## PROBLEM DESCRIPTION
Because only the text is wanted, repeat the records below exactly and omit the pictures.

## PROVIDED RECORDS
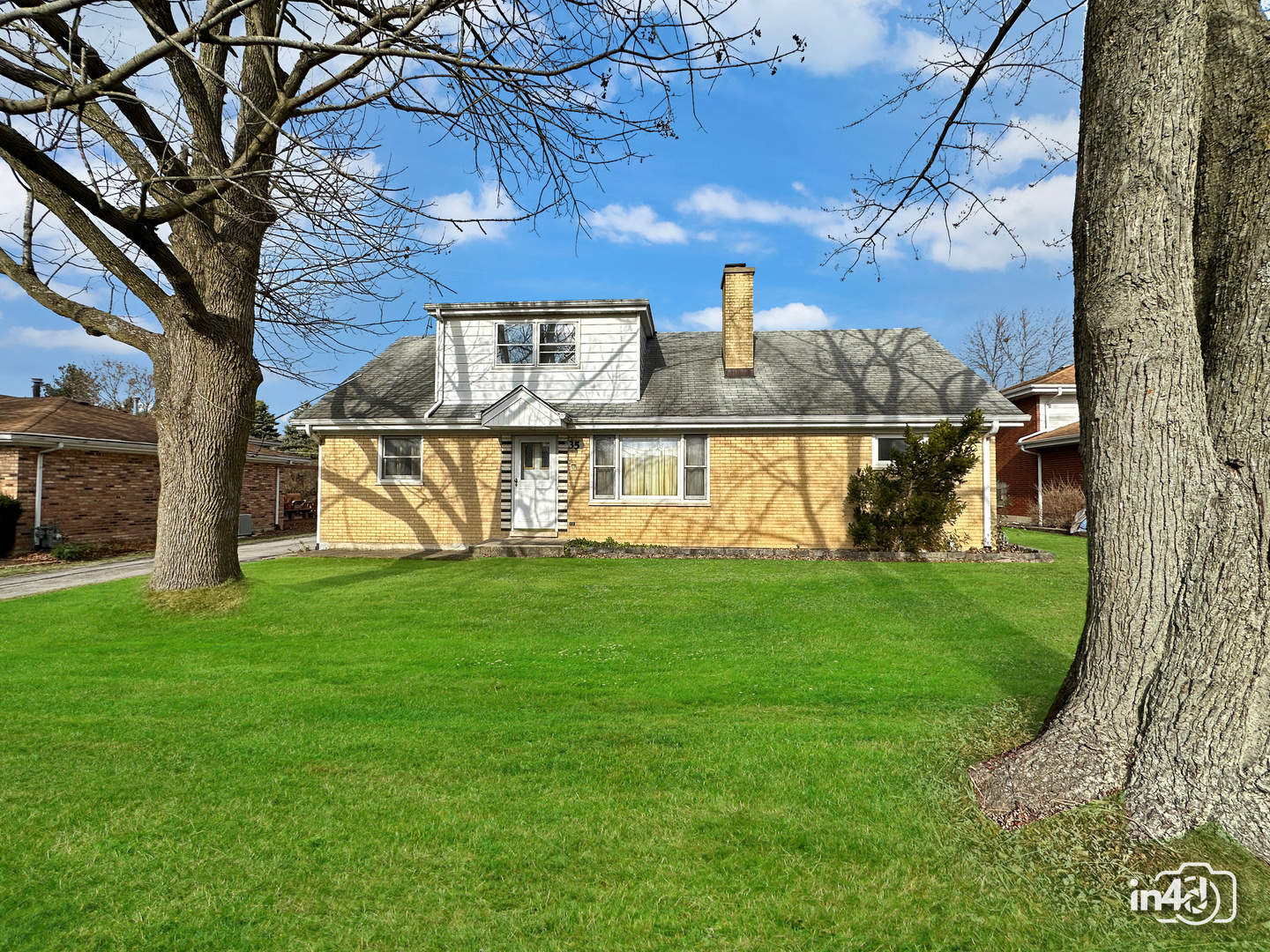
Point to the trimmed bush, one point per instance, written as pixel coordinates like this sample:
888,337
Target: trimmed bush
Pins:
907,505
1061,501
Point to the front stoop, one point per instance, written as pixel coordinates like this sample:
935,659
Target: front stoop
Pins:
530,546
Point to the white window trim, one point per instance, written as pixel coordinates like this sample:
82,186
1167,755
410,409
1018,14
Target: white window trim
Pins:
537,343
649,501
883,464
397,480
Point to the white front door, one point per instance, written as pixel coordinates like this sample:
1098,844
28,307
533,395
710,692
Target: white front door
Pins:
534,484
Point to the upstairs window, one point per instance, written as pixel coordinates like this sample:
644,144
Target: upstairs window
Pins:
400,460
557,343
537,343
516,343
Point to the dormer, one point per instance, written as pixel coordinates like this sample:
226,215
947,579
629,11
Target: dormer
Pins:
559,351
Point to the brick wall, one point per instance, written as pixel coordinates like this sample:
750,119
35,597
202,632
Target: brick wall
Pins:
108,496
738,319
1061,464
1015,467
458,501
771,490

## RESPONSE TO THIS EXERCISE
Point to the trimmed bush, one point per instance, written as pixel coordinates like this sample:
888,337
Target: trimmed bush
Pins:
907,505
1061,501
Point to the front stoop, one point per instance, written as pixel coordinates like this sample:
935,659
Target: front stoop
Pins:
530,546
Point to the white window trim, one point per instance, written as pixel coordinates like this sample:
82,186
1167,755
410,409
1018,14
Target: white window trim
Pins:
537,343
649,501
883,464
397,480
Point to the white front door, one point per instance, written as pixel coordinates like this sample:
1098,844
28,307
533,395
710,692
Target: white front door
Pins:
534,484
Point to the upstairs window, one point per instance, written as pixel coordinates like this sample:
644,144
Target: upstairs window
Pins:
400,460
557,343
537,343
516,343
Point to the dormer, one point per instance, written as pixel coordinates like this sample:
226,215
947,579
629,11
Target: dormer
Pins:
559,351
Point to the brick wall, one point per instance, written as pixel coordinates like this sample:
750,119
35,597
202,632
Target: brick wall
Pins:
108,496
738,319
1061,464
1015,467
458,501
771,490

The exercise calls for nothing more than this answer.